Lay out the items below as a two-column CSV with the headers "item_text" and "item_answer", one row per item. Put each item's text and its answer in a single quoted field, with any line breaks replaced by spaces.

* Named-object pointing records
%%
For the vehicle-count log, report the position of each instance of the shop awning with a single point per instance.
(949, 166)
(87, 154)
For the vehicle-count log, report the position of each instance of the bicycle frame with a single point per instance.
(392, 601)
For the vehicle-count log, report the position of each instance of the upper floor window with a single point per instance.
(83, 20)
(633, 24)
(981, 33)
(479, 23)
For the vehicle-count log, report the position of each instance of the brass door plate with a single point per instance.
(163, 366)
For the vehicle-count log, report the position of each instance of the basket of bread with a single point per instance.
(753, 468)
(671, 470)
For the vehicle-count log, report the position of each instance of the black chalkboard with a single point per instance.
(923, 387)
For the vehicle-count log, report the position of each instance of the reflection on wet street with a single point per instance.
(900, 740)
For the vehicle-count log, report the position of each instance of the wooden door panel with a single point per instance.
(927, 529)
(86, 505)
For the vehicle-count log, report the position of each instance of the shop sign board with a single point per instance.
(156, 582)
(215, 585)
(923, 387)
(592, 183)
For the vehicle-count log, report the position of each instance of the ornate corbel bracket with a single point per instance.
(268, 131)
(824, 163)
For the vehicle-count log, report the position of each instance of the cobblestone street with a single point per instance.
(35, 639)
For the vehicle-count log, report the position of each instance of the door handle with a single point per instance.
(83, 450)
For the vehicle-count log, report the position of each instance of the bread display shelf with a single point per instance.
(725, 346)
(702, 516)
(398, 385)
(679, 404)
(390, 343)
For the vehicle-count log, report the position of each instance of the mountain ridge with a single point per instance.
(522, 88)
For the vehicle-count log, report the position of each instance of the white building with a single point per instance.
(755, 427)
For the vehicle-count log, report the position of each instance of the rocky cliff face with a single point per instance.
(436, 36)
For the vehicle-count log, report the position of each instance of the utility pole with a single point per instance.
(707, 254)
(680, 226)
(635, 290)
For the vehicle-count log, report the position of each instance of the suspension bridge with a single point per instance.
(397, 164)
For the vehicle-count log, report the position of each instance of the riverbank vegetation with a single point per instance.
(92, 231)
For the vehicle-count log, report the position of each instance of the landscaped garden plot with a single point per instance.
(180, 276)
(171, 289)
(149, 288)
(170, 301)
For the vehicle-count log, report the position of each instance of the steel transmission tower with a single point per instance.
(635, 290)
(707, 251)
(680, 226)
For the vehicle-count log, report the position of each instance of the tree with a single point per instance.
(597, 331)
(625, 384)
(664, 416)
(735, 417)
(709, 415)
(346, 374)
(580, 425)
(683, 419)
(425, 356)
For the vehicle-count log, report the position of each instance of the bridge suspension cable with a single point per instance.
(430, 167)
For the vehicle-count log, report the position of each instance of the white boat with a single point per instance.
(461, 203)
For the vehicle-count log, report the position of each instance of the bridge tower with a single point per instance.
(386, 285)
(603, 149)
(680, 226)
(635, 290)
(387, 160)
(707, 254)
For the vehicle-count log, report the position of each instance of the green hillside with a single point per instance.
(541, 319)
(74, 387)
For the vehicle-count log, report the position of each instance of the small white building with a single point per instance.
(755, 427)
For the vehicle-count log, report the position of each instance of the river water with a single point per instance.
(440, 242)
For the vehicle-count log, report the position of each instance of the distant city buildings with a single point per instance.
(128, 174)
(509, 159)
%%
* TASK OUTPUT
item_text,item_answer
"For the vehicle-count log, report the position of each instance of the shop awning with a single point per instance.","(949, 166) (87, 154)"
"For the vehicle-count log, report the position of each instance of the bicycle frame with a single point per instance.","(392, 601)"
"For the vehicle-count log, report the position of each instance of the upper floor window with a single point per instance.","(83, 20) (633, 24) (981, 33) (479, 23)"
"For the vehicle-count log, report the position of each instance of the brass door plate with a single point per instance.","(163, 366)"
"For the vehicle-count log, report the position of each instance of the basket of bread with a single point per instance.","(753, 468) (671, 470)"
"For the vehicle-count log, report the position of each instance of the black chalkboard with a single point per instance.","(923, 387)"
"For the vehicle-count log, report the position of each instance of the reflection on wet street with a single point per instance.","(900, 740)"
"For the vehicle-count log, report the position of each instance of the wooden door panel with a single point per instance.","(927, 529) (86, 505)"
"For the vehicle-count log, report the position of each instance of the shop sign board with a single point per instance.","(156, 582) (215, 585) (923, 387) (592, 183)"
"For the vehicle-count log, report the position of each instance of the ornate corbel bracket with a single point per instance.","(268, 131) (824, 163)"
"For the vehicle-count log, report the position of each instance of the cobblestone street with a single point per instance.","(35, 639)"
"For the vehicle-count log, report the position of each instance of the door handle with a single point per instance.","(83, 450)"
"For the vehicle-count log, report the position of each instance of the bread display shelf with a single point per instance.","(725, 346) (702, 516) (398, 385) (679, 404) (390, 343)"
"For the vehicle-count log, report the position of each instance of the mountain ridge with a single point per instance.","(522, 88)"
"For the vehicle-count log, report the position of each instance of the white building with a single point per instance.","(755, 427)"
"For the vehicle-count log, report the position of each instance of the rocky cliff face with a single point per instance.","(436, 36)"
"For the vehicle-count log, report the position of each instance of the utility pole with a single point per instance.","(707, 254) (680, 226) (635, 290)"
"For the vehicle-count log, report the position of each instance of the suspension bridge with a single point per instance.","(397, 164)"
"For the vehicle-count log, report the position of each instance of the riverbank vegetation with a single point per instance.","(92, 231)"
"For the vehicle-count log, report the position of each instance of the landscaped garden plot with a single point per instance.","(180, 276) (171, 289) (149, 288) (170, 301)"
"For the vehicle-count log, report the position of each instance of the steel transmission tower with a single point per instance.","(635, 290) (707, 251) (680, 226)"
"For the vehicle-count log, report the position of each instance of the tree with a single point per instance.","(597, 331) (625, 384) (664, 416) (735, 417) (709, 415) (346, 374) (580, 425) (683, 419) (425, 356)"
"For the vehicle-count log, report the position of each instance of the bridge suspension cable with a single point per instance.","(430, 167)"
"For the vehicle-count log, report the position of each instance of the white boat with a single point per instance.","(461, 203)"
"For the vehicle-count log, report the position of each instance of the bridge tower with a single point per instance.","(386, 285) (603, 149) (680, 226) (635, 290) (387, 160) (707, 254)"
"For the vehicle-count log, report the position of each instance of the green hillside with a single point per instance.","(541, 319) (74, 387)"
"For the vehicle-count log, report the position of each instance of the small white building with a single point per instance.","(755, 427)"
"For the vehicle-count log, report the position of each instance of the river water with a single point per instance.","(440, 242)"
"For the vehicle-count log, report the position of each instance of the distant city buildings with a single point per instance.","(128, 174) (509, 159)"